- _Set exercise_:
Retype the passage on the Transit app word for word, starting with "Current Transit app" and going on through "in real-time buses.".

- _Extract to read_:
Transit is a mobile app providing real-time public transit data. The app functions in over 175 metropolitan areas around the world. Transit was designed for aggregating and mapping real-time public transit data, crowdsourcing user data to determine the true location of buses and trains. Transit was first released in 2012 for iPhone and soon after launched the Android-compatible version. It offers users schedules and alerts for multiple modes of transportation where available, including bus and rail. Transit was developed in Montreal, Quebec, Canada by Sam Vermette and Guillaume Campagna. This app is meant to minimize the need for individuals to own vehicles in cities. Transit is in direct competition with other transit mapping services such as Moovit and Citymapper, as well as general mapping services that also provide transit data such as Google Maps, Bing Maps, and Apple Maps.

Current Transit app executives are Chief Executive Officer Sam Vermette and Chief Business Officer David Block-Schachter.

In 2020, Transit became the official Big Blue Bus (BBB) app for travel planning and information on arriving in real-time buses.

Features 
Transit is compatible with car-sharing and ride-hailing apps such as Uber, Lyft, Via, and Ola, along with multiple bike-share systems. In April 2018, the app expanded to include scooter-sharing systems in four American cities. The app provides users with a color-coded system that matches colors with modes of transportation in order for users to quickly associate a color with the mode of transportation they are monitoring.

- _Records supplied_:
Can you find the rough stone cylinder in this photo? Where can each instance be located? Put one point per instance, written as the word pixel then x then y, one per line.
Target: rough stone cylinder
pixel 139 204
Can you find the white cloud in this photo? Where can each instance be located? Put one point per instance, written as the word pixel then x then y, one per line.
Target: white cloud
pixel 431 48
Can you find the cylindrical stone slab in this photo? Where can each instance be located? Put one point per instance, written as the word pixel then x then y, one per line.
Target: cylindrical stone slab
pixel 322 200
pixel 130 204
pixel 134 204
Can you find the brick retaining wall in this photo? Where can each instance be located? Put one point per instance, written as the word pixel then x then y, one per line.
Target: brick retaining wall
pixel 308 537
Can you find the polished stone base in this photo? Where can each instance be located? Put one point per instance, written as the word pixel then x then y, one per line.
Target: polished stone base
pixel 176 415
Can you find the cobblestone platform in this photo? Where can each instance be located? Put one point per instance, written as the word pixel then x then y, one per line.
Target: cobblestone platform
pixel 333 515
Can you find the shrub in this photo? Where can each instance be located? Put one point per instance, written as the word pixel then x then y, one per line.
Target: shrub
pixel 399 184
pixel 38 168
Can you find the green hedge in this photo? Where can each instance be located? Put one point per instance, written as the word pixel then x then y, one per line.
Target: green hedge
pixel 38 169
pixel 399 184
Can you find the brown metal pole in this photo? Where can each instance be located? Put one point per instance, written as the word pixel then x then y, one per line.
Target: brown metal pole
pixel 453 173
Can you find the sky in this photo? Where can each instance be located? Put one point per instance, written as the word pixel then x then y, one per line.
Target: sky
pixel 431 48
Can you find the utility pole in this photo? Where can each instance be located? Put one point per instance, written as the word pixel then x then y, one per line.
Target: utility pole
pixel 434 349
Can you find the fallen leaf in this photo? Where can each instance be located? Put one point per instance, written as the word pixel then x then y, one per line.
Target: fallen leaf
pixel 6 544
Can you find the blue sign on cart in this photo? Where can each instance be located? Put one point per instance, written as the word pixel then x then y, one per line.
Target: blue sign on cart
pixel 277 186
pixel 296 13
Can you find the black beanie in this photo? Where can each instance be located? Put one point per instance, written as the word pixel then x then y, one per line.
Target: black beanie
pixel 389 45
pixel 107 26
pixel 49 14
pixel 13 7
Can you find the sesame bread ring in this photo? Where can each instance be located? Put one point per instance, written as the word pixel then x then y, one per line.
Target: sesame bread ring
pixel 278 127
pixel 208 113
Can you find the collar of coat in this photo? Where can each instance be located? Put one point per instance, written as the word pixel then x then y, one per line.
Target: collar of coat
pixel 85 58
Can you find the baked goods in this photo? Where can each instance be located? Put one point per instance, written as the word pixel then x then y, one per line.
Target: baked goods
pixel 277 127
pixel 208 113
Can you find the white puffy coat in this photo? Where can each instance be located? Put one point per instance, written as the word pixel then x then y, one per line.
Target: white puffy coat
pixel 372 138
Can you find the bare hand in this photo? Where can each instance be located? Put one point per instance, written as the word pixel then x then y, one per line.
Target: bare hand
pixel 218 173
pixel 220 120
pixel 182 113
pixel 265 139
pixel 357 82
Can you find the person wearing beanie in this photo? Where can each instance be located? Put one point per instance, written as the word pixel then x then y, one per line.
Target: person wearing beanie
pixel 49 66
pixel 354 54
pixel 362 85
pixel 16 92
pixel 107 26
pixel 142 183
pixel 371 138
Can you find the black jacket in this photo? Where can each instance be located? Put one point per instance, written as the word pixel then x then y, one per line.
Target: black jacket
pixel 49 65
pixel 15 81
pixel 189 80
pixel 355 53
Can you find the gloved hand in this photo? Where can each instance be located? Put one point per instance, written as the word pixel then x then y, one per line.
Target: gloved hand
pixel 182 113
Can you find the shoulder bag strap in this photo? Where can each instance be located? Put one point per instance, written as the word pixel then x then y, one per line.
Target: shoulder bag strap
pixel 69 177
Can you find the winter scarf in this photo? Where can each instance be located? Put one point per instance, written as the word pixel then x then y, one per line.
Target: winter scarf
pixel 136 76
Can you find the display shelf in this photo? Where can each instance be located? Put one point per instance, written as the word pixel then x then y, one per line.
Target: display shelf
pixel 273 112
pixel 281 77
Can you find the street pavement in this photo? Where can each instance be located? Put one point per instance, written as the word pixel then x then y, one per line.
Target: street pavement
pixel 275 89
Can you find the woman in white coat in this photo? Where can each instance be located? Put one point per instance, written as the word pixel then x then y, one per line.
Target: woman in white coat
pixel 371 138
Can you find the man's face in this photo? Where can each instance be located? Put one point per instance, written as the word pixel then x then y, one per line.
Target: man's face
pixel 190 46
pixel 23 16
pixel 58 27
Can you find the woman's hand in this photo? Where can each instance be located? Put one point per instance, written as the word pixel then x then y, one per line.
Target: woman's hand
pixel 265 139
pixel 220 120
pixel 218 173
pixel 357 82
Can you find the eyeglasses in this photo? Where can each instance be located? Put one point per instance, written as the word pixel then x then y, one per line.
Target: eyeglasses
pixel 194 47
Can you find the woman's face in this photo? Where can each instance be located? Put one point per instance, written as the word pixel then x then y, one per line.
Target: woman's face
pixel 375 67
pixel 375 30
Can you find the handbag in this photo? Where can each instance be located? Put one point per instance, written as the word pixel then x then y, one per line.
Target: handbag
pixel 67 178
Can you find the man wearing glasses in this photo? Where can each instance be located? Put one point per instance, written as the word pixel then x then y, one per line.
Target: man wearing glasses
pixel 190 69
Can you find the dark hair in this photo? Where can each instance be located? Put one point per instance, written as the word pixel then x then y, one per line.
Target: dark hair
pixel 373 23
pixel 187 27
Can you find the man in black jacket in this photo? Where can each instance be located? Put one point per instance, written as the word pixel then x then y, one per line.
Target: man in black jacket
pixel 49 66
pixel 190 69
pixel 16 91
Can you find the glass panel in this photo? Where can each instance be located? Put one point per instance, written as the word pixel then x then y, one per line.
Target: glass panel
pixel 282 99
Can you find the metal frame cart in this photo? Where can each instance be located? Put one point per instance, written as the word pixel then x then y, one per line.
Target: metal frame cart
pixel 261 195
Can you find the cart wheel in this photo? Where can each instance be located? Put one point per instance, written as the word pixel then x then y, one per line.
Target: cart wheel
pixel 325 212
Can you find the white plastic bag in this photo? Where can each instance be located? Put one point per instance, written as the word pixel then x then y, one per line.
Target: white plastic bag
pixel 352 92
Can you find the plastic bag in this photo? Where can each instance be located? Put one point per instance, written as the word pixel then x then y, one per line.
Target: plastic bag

- _Full output_:
Current Transit app executives are Chief Executive Officer Sam Vermette and Chief Business Officer David Block-Schachter.

In 2020, Transit became the official Big Blue Bus (BBB) app for travel planning and information on arriving in real-time buses.